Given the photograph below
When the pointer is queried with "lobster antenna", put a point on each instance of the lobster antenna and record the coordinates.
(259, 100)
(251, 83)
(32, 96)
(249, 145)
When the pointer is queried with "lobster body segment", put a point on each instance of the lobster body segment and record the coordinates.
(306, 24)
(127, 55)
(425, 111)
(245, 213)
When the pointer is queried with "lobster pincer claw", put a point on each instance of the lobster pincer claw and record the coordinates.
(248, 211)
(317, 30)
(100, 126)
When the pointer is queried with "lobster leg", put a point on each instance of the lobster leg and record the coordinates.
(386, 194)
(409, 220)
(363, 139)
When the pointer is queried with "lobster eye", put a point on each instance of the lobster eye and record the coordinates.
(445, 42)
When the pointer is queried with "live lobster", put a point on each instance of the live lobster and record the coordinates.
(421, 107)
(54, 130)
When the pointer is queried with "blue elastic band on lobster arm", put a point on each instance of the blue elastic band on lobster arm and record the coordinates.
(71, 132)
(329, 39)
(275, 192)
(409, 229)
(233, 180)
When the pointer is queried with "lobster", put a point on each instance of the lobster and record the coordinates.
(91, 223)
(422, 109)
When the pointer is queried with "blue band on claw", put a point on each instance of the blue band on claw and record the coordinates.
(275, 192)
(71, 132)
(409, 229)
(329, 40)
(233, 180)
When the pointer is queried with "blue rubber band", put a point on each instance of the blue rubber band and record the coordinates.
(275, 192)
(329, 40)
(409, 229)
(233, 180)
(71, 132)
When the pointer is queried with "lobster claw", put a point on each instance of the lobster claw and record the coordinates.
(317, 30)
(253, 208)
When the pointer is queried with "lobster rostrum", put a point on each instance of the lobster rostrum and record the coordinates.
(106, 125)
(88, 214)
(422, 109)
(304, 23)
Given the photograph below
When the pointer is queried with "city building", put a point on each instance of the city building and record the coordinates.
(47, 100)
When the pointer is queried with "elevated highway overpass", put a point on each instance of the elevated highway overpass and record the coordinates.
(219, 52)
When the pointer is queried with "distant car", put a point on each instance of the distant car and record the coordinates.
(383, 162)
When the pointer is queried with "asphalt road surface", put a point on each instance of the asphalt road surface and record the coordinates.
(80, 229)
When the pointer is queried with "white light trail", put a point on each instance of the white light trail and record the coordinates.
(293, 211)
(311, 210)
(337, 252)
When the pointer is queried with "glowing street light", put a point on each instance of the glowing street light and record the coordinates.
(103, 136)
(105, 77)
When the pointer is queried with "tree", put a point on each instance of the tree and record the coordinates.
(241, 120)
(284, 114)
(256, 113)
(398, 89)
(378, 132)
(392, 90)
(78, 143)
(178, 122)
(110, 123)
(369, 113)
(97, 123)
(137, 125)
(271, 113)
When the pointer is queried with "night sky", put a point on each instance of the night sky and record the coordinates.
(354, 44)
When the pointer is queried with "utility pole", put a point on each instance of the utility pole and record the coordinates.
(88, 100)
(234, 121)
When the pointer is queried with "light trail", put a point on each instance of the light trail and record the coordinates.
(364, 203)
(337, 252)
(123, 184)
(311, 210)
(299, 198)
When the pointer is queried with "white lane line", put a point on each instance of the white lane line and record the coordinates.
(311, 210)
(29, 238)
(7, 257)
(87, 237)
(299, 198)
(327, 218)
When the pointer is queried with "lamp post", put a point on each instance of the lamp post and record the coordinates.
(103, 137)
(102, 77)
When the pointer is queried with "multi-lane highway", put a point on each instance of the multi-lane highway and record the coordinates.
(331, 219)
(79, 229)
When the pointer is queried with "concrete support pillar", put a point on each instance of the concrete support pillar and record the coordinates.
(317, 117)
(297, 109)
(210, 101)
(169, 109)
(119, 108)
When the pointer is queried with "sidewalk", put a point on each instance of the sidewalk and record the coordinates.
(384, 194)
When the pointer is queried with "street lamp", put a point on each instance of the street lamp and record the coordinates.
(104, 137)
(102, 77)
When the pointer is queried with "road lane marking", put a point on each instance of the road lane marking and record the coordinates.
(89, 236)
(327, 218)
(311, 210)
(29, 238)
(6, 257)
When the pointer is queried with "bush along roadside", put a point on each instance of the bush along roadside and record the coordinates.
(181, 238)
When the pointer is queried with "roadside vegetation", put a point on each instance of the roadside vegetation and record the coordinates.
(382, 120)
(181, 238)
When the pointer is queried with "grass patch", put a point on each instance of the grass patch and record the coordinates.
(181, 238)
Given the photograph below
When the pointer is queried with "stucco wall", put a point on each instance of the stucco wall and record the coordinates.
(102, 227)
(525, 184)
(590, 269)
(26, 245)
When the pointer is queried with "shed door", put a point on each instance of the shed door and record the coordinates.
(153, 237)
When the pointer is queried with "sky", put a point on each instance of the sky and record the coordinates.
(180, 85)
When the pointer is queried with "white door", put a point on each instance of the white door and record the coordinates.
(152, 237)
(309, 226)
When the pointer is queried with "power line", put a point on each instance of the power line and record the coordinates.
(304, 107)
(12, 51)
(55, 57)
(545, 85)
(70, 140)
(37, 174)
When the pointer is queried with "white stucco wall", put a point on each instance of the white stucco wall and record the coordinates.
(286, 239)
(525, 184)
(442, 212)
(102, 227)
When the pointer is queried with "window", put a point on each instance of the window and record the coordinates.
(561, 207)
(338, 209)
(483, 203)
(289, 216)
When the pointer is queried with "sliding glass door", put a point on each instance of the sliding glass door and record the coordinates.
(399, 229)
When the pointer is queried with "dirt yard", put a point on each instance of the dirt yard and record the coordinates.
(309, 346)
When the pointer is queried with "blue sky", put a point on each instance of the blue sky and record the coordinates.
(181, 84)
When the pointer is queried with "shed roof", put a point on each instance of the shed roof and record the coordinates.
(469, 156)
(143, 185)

◇ ◇ ◇ ◇ ◇

Quote every line of the data, word for word.

Answer to this problem:
Given the photograph below
When the pointer is queried with "lobster antenna", put a point on each instance of the lobster antenna and record the coordinates.
(259, 100)
(251, 83)
(32, 96)
(249, 145)
When the pointer is queried with "lobster body segment", put a point on each instance of the lobster body segment and record the coordinates.
(306, 24)
(127, 55)
(425, 111)
(245, 213)
When the pointer is queried with "lobster pincer claw", put a point on each instance of the lobster pincer claw and record the coordinates.
(248, 211)
(317, 30)
(100, 126)
When the pointer is queried with "lobster leg", put a point on each instance of the lobster leg and record the coordinates.
(386, 194)
(409, 220)
(363, 139)
When the pointer is queried with "lobster eye", put a point on each instance of the lobster eye and record the coordinates.
(445, 42)
When the pointer is queried with "live lobster", put a point on each instance of the live lobster and record the coordinates.
(421, 107)
(54, 130)
When the pointer is queried with "blue elastic band on lobster arm", put a point on each instance of the blue elastic band on lobster arm and record the coordinates.
(71, 132)
(329, 39)
(275, 192)
(409, 229)
(233, 180)
When the pointer is queried with "lobster", put a point on each instance of the lobster and record the coordinates.
(91, 223)
(422, 109)
When the pointer is queried with "blue band on claw", put a point on each instance of the blue band on claw and record the coordinates.
(275, 192)
(71, 132)
(409, 229)
(329, 40)
(233, 180)
When the pointer is queried with "blue rubber band", put a point on each instance of the blue rubber band and record the coordinates.
(275, 192)
(329, 40)
(409, 229)
(233, 180)
(71, 132)
When the pointer is queried with "lobster claw", put a point on each instance of the lobster claw and record the coordinates.
(317, 30)
(253, 208)
When the pointer is queried with "lobster rostrum", put a point on each instance of the lobster rostrum and record the coordinates.
(106, 125)
(88, 214)
(422, 109)
(304, 23)
Given the photograph below
When the pointer is queried with "city building", put a point on each instance of the city building and record the coordinates.
(47, 100)
When the pointer is queried with "elevated highway overpass", put a point on each instance of the elevated highway overpass and record the coordinates.
(219, 52)
When the pointer is queried with "distant car", put a point on each instance of the distant car and record the coordinates.
(383, 162)
When the pointer is queried with "asphalt road surface", put a point on each instance of the asphalt road surface and record the coordinates.
(80, 229)
When the pointer is queried with "white light trail", put a point on each instance of the white light trail and record the coordinates.
(293, 211)
(311, 210)
(337, 252)
When the pointer is queried with "glowing street light", put a point on each instance of the glowing street light and record the coordinates.
(103, 136)
(105, 77)
When the pointer is queried with "tree", put a point on each instance of the tree and record the coordinates.
(241, 120)
(284, 114)
(256, 113)
(398, 89)
(378, 132)
(392, 90)
(78, 143)
(178, 122)
(110, 123)
(369, 113)
(97, 123)
(137, 125)
(271, 113)
When the pointer is queried with "night sky", put a point on each instance of the night sky and record the coordinates.
(354, 44)
When the pointer is queried with "utility pole", put a point on each instance of the utility pole and record the coordinates.
(88, 100)
(234, 121)
When the pointer is queried with "light trail", put a point on each instance of the light trail and record the coordinates.
(364, 203)
(337, 252)
(123, 184)
(311, 210)
(299, 198)
When the pointer is queried with "white lane line", put a point on each instance of the white lane line and record the coordinates.
(311, 210)
(29, 238)
(7, 257)
(87, 237)
(299, 198)
(327, 218)
When the pointer is queried with "lamp post", put a point on each instance of the lamp post and record the coordinates.
(103, 137)
(102, 77)
When the pointer is queried with "multi-lane highway", put a point on each instance of the multi-lane highway and record the coordinates.
(331, 219)
(79, 229)
When the pointer is queried with "concrete support pillar", put a point on each instance of the concrete support pillar and record the coordinates.
(317, 117)
(297, 109)
(210, 101)
(169, 109)
(119, 108)
When the pointer is queried with "sidewalk", put a point on each instance of the sidewalk and record the coordinates.
(384, 194)
When the pointer is queried with "street lamp", put a point on each instance of the street lamp and record the coordinates.
(104, 137)
(102, 77)
When the pointer is queried with "road lane marking", put a point on each instance of the road lane marking and record the coordinates.
(89, 236)
(327, 218)
(311, 210)
(29, 238)
(6, 257)
When the pointer is queried with "bush along roadside", put a point on each instance of the bush along roadside and record the coordinates.
(181, 238)
When the pointer is queried with "roadside vegetation", put a point on each instance of the roadside vegetation and record the coordinates.
(382, 120)
(181, 238)
When the pointer is queried with "grass patch", put a point on each instance of the grass patch and record the coordinates.
(181, 238)
Given the photograph below
When the pointer is queried with "stucco wall", put a point on each instance of the stucco wall and record the coordinates.
(102, 227)
(525, 184)
(590, 269)
(26, 245)
When the pointer is queried with "shed door", put a point on each instance of the shed door and record the coordinates.
(153, 237)
When the pointer is queried with "sky", put a point on each instance of the sky and record the coordinates.
(180, 85)
When the pointer is queried with "white door", put a point on each instance of the white door and record the coordinates.
(152, 237)
(309, 226)
When the pointer is queried with "power line", put a point on each instance of the power line and record the coordinates.
(304, 107)
(12, 51)
(55, 57)
(545, 85)
(70, 140)
(37, 174)
When the pointer is queried with "white stucco wall", put a point on each instance of the white stucco wall and record the coordinates.
(286, 239)
(525, 184)
(442, 212)
(102, 227)
When the pointer is queried with "window", put a point on each instance of the window and record the coordinates.
(561, 207)
(338, 209)
(483, 203)
(289, 216)
When the pointer is queried with "sliding glass door", put a point on each instance of the sliding glass door and record the coordinates.
(399, 229)
When the pointer is queried with "dirt yard", put a point on each instance of the dirt yard and record the coordinates.
(309, 346)
When the pointer is queried with "blue sky", put a point on each instance of the blue sky and record the coordinates.
(181, 84)
When the pointer is queried with "shed roof", put a point on each instance of the shed roof and record the coordinates.
(469, 156)
(143, 185)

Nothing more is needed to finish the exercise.